* Given data:
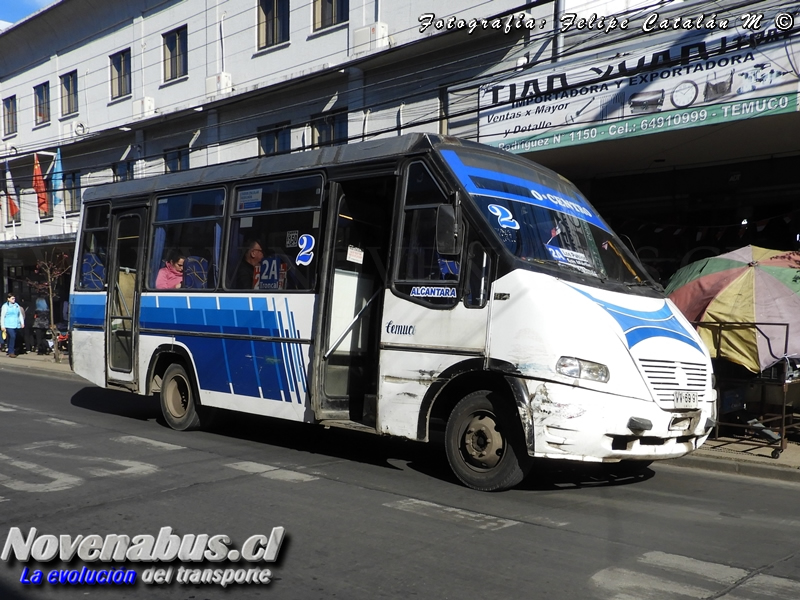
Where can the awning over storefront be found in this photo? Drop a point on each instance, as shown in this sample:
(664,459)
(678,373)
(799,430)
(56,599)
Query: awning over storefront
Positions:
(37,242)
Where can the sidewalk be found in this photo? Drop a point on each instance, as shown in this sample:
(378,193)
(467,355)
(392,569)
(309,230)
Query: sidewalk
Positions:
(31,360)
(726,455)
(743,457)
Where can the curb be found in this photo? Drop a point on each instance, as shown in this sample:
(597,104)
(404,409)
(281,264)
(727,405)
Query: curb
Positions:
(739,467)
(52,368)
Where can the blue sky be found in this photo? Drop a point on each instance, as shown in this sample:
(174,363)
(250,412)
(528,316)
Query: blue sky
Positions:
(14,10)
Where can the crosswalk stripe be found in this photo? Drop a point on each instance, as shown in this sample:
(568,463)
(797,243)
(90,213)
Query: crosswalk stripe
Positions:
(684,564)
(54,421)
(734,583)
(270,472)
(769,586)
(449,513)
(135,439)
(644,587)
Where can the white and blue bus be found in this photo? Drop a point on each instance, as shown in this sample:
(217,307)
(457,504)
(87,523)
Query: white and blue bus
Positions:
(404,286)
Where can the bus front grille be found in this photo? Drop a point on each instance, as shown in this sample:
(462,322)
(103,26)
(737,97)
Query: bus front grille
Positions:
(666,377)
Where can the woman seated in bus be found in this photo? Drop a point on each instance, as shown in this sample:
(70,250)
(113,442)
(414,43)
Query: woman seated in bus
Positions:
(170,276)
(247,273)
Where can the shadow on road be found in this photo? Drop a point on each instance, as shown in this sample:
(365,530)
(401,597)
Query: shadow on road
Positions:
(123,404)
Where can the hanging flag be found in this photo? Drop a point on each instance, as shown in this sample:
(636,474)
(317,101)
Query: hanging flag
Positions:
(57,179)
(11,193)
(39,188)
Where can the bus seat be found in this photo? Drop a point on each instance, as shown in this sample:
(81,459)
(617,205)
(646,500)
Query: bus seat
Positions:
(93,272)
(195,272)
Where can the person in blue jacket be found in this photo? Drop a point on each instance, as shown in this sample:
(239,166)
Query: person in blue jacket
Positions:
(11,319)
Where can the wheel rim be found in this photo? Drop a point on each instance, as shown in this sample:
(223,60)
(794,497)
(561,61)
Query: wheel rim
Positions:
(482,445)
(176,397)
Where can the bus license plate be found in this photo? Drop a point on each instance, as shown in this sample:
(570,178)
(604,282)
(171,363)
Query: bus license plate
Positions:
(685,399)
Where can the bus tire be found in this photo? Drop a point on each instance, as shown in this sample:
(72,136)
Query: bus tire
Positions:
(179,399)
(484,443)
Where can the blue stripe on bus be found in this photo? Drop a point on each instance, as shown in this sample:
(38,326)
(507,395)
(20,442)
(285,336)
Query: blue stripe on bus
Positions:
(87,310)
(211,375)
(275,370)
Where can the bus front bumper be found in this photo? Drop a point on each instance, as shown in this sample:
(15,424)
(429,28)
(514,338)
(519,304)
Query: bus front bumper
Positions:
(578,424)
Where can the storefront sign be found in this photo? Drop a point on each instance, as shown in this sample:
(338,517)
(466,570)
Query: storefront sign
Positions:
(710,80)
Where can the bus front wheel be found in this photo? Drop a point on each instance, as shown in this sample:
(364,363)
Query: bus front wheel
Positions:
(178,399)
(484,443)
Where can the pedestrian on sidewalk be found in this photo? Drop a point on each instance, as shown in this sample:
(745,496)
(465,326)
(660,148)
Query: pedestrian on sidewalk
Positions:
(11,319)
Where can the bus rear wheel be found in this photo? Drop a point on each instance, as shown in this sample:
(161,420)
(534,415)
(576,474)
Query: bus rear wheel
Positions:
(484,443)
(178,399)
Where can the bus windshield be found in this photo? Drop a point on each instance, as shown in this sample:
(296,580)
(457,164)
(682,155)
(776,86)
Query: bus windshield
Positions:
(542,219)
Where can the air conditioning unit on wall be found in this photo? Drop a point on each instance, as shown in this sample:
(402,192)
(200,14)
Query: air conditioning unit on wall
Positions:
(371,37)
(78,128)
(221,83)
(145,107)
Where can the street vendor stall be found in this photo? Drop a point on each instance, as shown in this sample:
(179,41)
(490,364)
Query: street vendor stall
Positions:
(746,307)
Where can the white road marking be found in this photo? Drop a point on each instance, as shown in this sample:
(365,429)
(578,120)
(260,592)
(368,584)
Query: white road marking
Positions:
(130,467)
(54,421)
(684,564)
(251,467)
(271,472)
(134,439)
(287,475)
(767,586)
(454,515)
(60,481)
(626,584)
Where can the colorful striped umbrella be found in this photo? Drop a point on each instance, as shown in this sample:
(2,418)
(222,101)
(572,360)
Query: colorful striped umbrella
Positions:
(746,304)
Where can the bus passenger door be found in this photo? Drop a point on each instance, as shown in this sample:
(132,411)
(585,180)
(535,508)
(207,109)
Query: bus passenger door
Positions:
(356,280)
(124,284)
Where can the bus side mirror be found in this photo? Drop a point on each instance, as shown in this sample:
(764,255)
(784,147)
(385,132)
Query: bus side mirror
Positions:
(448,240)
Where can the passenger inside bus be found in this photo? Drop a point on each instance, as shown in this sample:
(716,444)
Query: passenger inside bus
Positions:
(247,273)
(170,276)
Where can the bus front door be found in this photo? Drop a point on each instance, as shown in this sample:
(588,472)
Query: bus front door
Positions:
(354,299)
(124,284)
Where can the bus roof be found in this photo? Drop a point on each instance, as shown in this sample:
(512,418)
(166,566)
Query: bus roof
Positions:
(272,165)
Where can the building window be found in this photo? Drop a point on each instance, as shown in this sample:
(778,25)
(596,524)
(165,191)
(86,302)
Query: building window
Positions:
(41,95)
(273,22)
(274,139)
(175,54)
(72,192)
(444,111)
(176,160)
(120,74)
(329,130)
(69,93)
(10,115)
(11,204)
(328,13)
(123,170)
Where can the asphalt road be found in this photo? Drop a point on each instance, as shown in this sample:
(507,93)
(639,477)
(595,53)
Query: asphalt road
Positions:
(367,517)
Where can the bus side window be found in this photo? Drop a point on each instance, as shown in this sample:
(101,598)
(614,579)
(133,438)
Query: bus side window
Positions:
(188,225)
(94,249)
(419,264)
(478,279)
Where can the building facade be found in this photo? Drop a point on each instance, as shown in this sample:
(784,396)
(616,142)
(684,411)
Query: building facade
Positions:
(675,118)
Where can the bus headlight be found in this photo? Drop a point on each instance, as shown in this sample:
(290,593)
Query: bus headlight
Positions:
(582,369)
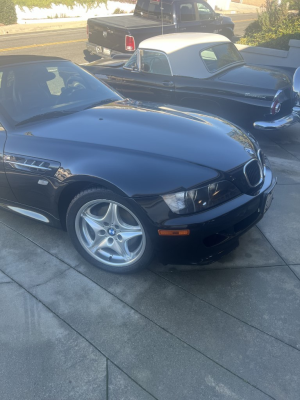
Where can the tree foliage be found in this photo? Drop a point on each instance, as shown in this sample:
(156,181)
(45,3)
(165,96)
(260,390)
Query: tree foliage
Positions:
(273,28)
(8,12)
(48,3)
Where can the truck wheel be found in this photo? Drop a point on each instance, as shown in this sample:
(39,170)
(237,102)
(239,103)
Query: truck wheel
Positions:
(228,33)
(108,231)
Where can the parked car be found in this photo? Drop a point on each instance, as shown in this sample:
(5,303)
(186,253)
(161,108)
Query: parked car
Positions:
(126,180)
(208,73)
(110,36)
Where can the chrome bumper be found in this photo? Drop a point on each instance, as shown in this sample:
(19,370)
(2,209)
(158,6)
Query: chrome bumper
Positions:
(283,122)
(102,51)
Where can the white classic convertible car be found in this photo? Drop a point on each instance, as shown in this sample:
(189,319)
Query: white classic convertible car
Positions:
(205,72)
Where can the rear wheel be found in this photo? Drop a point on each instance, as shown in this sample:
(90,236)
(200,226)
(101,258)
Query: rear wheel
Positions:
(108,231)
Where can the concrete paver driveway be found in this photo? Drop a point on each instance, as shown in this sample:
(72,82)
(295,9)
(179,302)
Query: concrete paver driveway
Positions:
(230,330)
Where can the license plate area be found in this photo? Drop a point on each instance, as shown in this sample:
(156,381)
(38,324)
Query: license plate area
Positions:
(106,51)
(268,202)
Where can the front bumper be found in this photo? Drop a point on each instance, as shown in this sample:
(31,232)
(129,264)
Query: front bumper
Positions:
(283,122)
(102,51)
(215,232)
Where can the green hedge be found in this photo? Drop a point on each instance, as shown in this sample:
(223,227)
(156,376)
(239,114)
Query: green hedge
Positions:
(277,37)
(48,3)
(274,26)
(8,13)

* * *

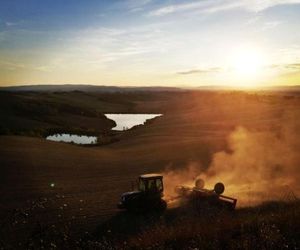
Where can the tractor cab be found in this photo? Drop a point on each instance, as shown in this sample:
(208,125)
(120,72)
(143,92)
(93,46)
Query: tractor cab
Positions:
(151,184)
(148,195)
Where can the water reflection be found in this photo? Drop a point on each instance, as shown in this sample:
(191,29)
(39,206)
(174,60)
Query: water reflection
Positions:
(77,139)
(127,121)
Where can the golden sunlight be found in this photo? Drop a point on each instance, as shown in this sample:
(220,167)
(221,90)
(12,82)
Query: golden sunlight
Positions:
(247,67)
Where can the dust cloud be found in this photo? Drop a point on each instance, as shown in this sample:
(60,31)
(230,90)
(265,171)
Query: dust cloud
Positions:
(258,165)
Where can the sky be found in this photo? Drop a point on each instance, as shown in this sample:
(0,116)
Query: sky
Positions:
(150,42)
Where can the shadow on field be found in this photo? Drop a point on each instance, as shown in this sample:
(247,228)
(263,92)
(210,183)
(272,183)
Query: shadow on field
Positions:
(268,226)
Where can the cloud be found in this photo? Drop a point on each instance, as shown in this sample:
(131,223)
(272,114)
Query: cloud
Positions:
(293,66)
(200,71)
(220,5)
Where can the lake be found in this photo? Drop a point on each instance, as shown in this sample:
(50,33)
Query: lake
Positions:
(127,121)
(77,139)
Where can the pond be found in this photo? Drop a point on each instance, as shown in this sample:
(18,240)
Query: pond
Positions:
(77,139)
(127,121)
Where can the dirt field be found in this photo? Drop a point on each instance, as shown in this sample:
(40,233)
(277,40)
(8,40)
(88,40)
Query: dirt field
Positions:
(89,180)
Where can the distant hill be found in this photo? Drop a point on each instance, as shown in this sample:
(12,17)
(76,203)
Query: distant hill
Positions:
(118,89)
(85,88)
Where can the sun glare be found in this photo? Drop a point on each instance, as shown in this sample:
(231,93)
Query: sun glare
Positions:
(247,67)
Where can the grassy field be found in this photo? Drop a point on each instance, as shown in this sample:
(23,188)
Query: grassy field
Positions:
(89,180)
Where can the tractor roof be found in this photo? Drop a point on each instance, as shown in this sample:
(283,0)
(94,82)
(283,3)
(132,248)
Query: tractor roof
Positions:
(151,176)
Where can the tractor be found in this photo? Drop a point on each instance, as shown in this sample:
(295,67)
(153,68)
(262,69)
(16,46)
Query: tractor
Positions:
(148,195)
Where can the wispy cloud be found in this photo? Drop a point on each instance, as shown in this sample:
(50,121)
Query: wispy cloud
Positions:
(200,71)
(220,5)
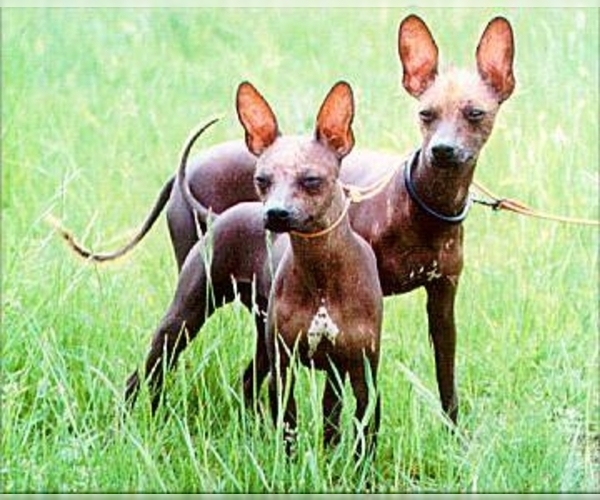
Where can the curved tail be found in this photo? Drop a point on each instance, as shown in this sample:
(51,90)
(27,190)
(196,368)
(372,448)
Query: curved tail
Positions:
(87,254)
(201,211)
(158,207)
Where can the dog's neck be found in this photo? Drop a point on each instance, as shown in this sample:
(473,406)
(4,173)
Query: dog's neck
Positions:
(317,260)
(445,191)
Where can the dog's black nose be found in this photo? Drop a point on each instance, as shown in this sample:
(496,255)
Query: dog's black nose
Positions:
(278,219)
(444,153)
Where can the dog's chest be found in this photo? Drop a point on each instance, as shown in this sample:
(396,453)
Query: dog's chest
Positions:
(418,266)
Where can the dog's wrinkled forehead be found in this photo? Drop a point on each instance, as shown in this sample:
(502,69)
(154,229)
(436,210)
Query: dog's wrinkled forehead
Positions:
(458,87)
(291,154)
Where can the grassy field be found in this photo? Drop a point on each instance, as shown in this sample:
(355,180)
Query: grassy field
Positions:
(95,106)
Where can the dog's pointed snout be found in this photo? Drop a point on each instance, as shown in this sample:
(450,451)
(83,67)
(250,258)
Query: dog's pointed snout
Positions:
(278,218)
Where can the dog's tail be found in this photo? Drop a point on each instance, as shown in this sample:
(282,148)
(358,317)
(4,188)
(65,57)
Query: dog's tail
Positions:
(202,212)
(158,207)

* * *

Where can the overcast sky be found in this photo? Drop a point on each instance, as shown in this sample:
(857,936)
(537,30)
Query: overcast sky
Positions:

* To do: Tally up the lines of the listing containing the word "inside". Give only the total.

* Task solution: 2